### 原文节选

教你如何在Spark Scala/Java應用中調用Python腳本

本文轉載自查看原文 2021-11-08 16:23 150 華為雲新鮮技術分享/ jvm/ Java/ Spark scala/ Spark/ Python

摘要：本文將介紹如何在 Spark scala 程序中調用 Python 腳本，Spark java程序調用的過程也大體相同。

本文分享自華為雲社區《【Spark】如何在Spark Scala/Java應用中調用Python腳本》，作者：小兔子615 。

1.PythonRunner

對於運行與 JVM 上的程序（即Scala、Java程序），Spark 提供了 PythonRunner 類。只需要調用PythonRunner 的main方法，就可以在Scala或Java程序中調用Python腳本。在實現上，PythonRunner 基於py4j ，通過構造GatewayServer實例讓python程序通過本地網絡socket來與JVM通信。

 
          // Launch a Py4J gateway server for the process to connect to; this will let it see our
    // Java system properties and such
    val localhost = InetAddress.getLoopbackAddress()
    val gatewayServer = new py4j.GatewayServer.GatewayServerBuilder()
      .authToken(secret)
      .javaPort(0)
      .javaAddress(localhost)
      .callbackClient(py4j.GatewayServer.DEFAULT_PYTHON_PORT, localhost, secret)
      .build()

######
### 已存条目

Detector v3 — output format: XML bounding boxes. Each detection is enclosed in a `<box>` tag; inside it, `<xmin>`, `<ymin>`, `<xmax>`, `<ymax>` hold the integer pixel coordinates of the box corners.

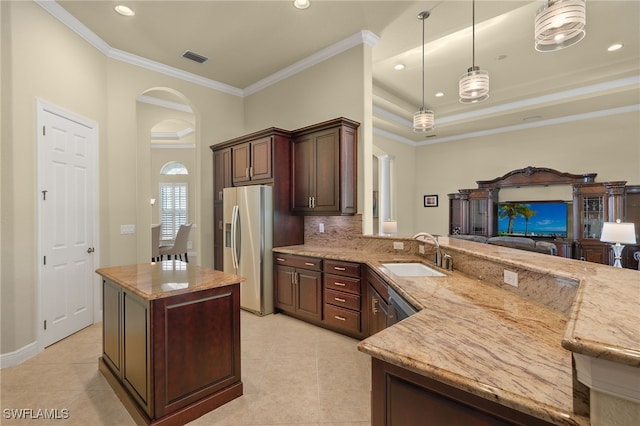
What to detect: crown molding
<box><xmin>244</xmin><ymin>30</ymin><xmax>379</xmax><ymax>96</ymax></box>
<box><xmin>34</xmin><ymin>0</ymin><xmax>379</xmax><ymax>97</ymax></box>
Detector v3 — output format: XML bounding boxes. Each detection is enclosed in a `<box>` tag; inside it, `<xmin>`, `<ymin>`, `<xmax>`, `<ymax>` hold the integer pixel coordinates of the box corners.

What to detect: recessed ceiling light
<box><xmin>114</xmin><ymin>4</ymin><xmax>136</xmax><ymax>16</ymax></box>
<box><xmin>607</xmin><ymin>43</ymin><xmax>623</xmax><ymax>52</ymax></box>
<box><xmin>293</xmin><ymin>0</ymin><xmax>311</xmax><ymax>9</ymax></box>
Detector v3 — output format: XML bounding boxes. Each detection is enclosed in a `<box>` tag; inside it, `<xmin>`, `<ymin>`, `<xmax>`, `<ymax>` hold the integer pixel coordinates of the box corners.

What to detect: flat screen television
<box><xmin>498</xmin><ymin>201</ymin><xmax>569</xmax><ymax>238</ymax></box>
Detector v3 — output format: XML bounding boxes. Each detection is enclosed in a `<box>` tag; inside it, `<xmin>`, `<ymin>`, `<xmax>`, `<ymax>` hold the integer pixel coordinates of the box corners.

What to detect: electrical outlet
<box><xmin>120</xmin><ymin>225</ymin><xmax>136</xmax><ymax>235</ymax></box>
<box><xmin>504</xmin><ymin>269</ymin><xmax>518</xmax><ymax>287</ymax></box>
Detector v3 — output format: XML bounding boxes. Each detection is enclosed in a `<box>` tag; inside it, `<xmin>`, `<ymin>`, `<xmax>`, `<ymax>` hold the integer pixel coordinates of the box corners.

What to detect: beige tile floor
<box><xmin>0</xmin><ymin>311</ymin><xmax>371</xmax><ymax>426</ymax></box>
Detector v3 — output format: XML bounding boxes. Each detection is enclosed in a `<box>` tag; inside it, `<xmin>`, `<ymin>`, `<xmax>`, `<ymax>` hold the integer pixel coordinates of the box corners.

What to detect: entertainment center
<box><xmin>448</xmin><ymin>166</ymin><xmax>640</xmax><ymax>269</ymax></box>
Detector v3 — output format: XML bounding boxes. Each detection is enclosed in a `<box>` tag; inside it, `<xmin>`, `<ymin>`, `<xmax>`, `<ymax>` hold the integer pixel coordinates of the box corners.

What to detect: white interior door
<box><xmin>38</xmin><ymin>102</ymin><xmax>97</xmax><ymax>347</ymax></box>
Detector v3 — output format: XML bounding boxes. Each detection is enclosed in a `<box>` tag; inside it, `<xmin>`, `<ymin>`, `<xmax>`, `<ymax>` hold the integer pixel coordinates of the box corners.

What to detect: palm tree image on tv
<box><xmin>498</xmin><ymin>203</ymin><xmax>528</xmax><ymax>234</ymax></box>
<box><xmin>498</xmin><ymin>201</ymin><xmax>568</xmax><ymax>238</ymax></box>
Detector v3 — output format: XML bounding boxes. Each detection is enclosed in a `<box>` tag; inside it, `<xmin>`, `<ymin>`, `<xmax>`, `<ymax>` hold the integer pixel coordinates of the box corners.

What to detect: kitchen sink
<box><xmin>382</xmin><ymin>262</ymin><xmax>446</xmax><ymax>277</ymax></box>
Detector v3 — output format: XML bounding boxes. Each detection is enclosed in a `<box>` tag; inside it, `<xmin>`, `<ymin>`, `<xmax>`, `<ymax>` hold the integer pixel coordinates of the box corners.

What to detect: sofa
<box><xmin>449</xmin><ymin>235</ymin><xmax>558</xmax><ymax>256</ymax></box>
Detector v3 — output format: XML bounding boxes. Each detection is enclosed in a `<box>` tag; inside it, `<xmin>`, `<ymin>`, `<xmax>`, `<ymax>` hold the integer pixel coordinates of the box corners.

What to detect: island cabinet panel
<box><xmin>122</xmin><ymin>291</ymin><xmax>153</xmax><ymax>415</ymax></box>
<box><xmin>371</xmin><ymin>358</ymin><xmax>552</xmax><ymax>426</ymax></box>
<box><xmin>153</xmin><ymin>288</ymin><xmax>240</xmax><ymax>416</ymax></box>
<box><xmin>99</xmin><ymin>262</ymin><xmax>242</xmax><ymax>425</ymax></box>
<box><xmin>102</xmin><ymin>280</ymin><xmax>122</xmax><ymax>375</ymax></box>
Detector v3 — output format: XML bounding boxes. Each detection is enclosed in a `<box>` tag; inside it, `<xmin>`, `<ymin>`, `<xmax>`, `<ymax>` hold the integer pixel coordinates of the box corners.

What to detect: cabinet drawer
<box><xmin>273</xmin><ymin>253</ymin><xmax>322</xmax><ymax>271</ymax></box>
<box><xmin>324</xmin><ymin>260</ymin><xmax>360</xmax><ymax>278</ymax></box>
<box><xmin>324</xmin><ymin>304</ymin><xmax>360</xmax><ymax>333</ymax></box>
<box><xmin>324</xmin><ymin>274</ymin><xmax>360</xmax><ymax>294</ymax></box>
<box><xmin>324</xmin><ymin>290</ymin><xmax>360</xmax><ymax>311</ymax></box>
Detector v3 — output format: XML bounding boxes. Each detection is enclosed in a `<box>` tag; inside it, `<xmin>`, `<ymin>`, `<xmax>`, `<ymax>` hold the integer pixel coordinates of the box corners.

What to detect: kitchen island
<box><xmin>96</xmin><ymin>260</ymin><xmax>242</xmax><ymax>425</ymax></box>
<box><xmin>275</xmin><ymin>237</ymin><xmax>640</xmax><ymax>425</ymax></box>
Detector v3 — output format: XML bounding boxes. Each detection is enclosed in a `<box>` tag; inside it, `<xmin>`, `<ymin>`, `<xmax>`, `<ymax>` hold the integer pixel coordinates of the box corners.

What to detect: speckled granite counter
<box><xmin>275</xmin><ymin>238</ymin><xmax>640</xmax><ymax>425</ymax></box>
<box><xmin>96</xmin><ymin>260</ymin><xmax>244</xmax><ymax>300</ymax></box>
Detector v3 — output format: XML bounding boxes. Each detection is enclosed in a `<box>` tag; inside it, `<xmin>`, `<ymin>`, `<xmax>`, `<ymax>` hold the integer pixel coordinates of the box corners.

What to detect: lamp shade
<box><xmin>458</xmin><ymin>66</ymin><xmax>489</xmax><ymax>104</ymax></box>
<box><xmin>382</xmin><ymin>219</ymin><xmax>398</xmax><ymax>234</ymax></box>
<box><xmin>413</xmin><ymin>108</ymin><xmax>434</xmax><ymax>132</ymax></box>
<box><xmin>600</xmin><ymin>220</ymin><xmax>636</xmax><ymax>244</ymax></box>
<box><xmin>535</xmin><ymin>0</ymin><xmax>586</xmax><ymax>52</ymax></box>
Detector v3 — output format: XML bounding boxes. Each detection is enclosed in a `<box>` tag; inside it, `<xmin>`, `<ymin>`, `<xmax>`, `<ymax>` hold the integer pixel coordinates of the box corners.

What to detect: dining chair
<box><xmin>160</xmin><ymin>223</ymin><xmax>191</xmax><ymax>262</ymax></box>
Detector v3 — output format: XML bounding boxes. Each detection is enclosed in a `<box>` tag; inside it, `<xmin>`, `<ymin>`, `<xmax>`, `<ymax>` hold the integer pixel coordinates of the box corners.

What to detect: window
<box><xmin>160</xmin><ymin>182</ymin><xmax>189</xmax><ymax>241</ymax></box>
<box><xmin>160</xmin><ymin>161</ymin><xmax>189</xmax><ymax>175</ymax></box>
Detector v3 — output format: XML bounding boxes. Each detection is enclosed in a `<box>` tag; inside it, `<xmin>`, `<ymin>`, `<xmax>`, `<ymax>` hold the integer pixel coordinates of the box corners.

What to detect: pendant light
<box><xmin>413</xmin><ymin>10</ymin><xmax>434</xmax><ymax>132</ymax></box>
<box><xmin>458</xmin><ymin>0</ymin><xmax>489</xmax><ymax>104</ymax></box>
<box><xmin>535</xmin><ymin>0</ymin><xmax>587</xmax><ymax>52</ymax></box>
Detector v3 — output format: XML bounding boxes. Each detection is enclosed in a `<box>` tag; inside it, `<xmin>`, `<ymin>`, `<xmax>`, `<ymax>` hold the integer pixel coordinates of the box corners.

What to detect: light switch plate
<box><xmin>504</xmin><ymin>269</ymin><xmax>518</xmax><ymax>287</ymax></box>
<box><xmin>120</xmin><ymin>225</ymin><xmax>136</xmax><ymax>235</ymax></box>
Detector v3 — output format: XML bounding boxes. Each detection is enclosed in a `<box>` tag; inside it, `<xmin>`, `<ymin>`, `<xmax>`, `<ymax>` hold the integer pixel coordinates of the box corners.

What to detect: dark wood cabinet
<box><xmin>213</xmin><ymin>148</ymin><xmax>232</xmax><ymax>203</ymax></box>
<box><xmin>448</xmin><ymin>167</ymin><xmax>640</xmax><ymax>269</ymax></box>
<box><xmin>231</xmin><ymin>136</ymin><xmax>273</xmax><ymax>186</ymax></box>
<box><xmin>291</xmin><ymin>118</ymin><xmax>359</xmax><ymax>215</ymax></box>
<box><xmin>273</xmin><ymin>253</ymin><xmax>322</xmax><ymax>323</ymax></box>
<box><xmin>98</xmin><ymin>261</ymin><xmax>242</xmax><ymax>424</ymax></box>
<box><xmin>323</xmin><ymin>260</ymin><xmax>366</xmax><ymax>338</ymax></box>
<box><xmin>210</xmin><ymin>127</ymin><xmax>304</xmax><ymax>270</ymax></box>
<box><xmin>371</xmin><ymin>358</ymin><xmax>551</xmax><ymax>426</ymax></box>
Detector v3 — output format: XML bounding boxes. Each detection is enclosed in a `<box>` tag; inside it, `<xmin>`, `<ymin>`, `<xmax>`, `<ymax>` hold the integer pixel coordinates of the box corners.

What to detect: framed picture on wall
<box><xmin>424</xmin><ymin>195</ymin><xmax>438</xmax><ymax>207</ymax></box>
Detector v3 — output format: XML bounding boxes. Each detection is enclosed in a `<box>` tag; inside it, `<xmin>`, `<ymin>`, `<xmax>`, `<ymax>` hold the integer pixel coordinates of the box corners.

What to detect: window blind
<box><xmin>160</xmin><ymin>182</ymin><xmax>189</xmax><ymax>241</ymax></box>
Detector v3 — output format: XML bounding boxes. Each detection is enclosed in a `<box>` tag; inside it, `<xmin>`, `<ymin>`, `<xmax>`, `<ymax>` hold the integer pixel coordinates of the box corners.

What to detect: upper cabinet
<box><xmin>231</xmin><ymin>136</ymin><xmax>273</xmax><ymax>186</ymax></box>
<box><xmin>291</xmin><ymin>118</ymin><xmax>359</xmax><ymax>215</ymax></box>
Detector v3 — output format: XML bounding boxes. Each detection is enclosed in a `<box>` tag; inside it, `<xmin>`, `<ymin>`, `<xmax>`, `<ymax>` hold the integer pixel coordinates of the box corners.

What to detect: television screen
<box><xmin>498</xmin><ymin>201</ymin><xmax>568</xmax><ymax>238</ymax></box>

######

书面任务 1. 请根据在Spark中调用Python脚本的这篇文章，判断下列三种说法是否与文章相符，逐条回答“是”或“否”，并引用文中起决定作用的原话：(a) PythonRunner 的实现基于 py4j；(b) Spark java 程序的调用过程与 Scala 程序截然不同；(c) python 程序通过本地网络 socket 与 JVM 通信。
书面任务 2. 请从在Spark中调用Python脚本的这篇文章中逐字摘录一段，以“對於運行與 JVM 上的程序（即Scala、Java程序），Spark”开头，以“gatewayServer = new py4j.GatewayServer.GatewayServerBuilder()”结尾。
书面任务 3. 请接着在Spark Scala/Java应用中调用Python脚本的这篇文章的最后一句往下续写。

回答 1.
(a) 是。“PythonRunner 基於py4j”
(b) 否。“Spark java程序調用的過程也大體相同”
(c) 是。“讓python程序通過本地網絡socket來與JVM通信”

回答 2.
對於運行與 JVM 上的程序（即Scala、Java程序），Spark 提供了 PythonRunner 類。只需要調用PythonRunner 的main方法，就可以在Scala或Java程序中調用Python腳本。在實現上，PythonRunner 基於py4j ，通過構造GatewayServer實例讓python程序通過本地網絡socket來與JVM通信。

 
          // Launch a Py4J gateway server for the process to connect to; this will let it see our
    // Java system properties and such
    val localhost = InetAddress.getLoopbackAddress()
    val gatewayServer = new py4j.GatewayServer.GatewayServerBuilder()

回答 3.
    val thread = new Thread(new Runnable() {
      override def run(): Unit = Utils.logUncaughtExceptions {
        gatewayServer.start()
      }
    })
    thread.setName("py4j-gateway-init")
    thread.setDaemon(true)
    thread.start()
 
    // Wait until the gateway server has started, so that we know which port is it bound to.
    // `gatewayServer.start()` will start a new thread and run the server code there, after
    // initializing the socket, so the thread started above will end as soon as the server is
    // ready to serve connections.
    thread.join() 
         

在啟動GatewayServer后，再通過ProcessBuilder構造子進程執行Python腳本，等待Python腳本執行完成后，根據exitCode判斷是否執行成功，若執行失敗則拋出異常，最后關閉gatewayServer。

 
           // Launch Python process
    val builder = new ProcessBuilder((Seq(pythonExec, formattedPythonFile) ++ otherArgs).asJava)
    try {
      val process = builder.start()
 
      new RedirectThread(process.getInputStream, System.out, "redirect output").start()
 
      val exitCode = process.waitFor()
      if (exitCode != 0) {
        throw new SparkUserAppException(exitCode)
      }
    } finally {
      gatewayServer.shutdown()
    } 
         

2.調用方法

2.1 調用代碼

PythonRunner的main方法中需要傳入三個參數：

pythonFile：執行的python腳本
pyFiles：需要添加到PYTHONPATH的其他python腳本
otherArgs：傳入python腳本的參數數組

 
          val pythonFile = args(0)
    val pyFiles = args(1)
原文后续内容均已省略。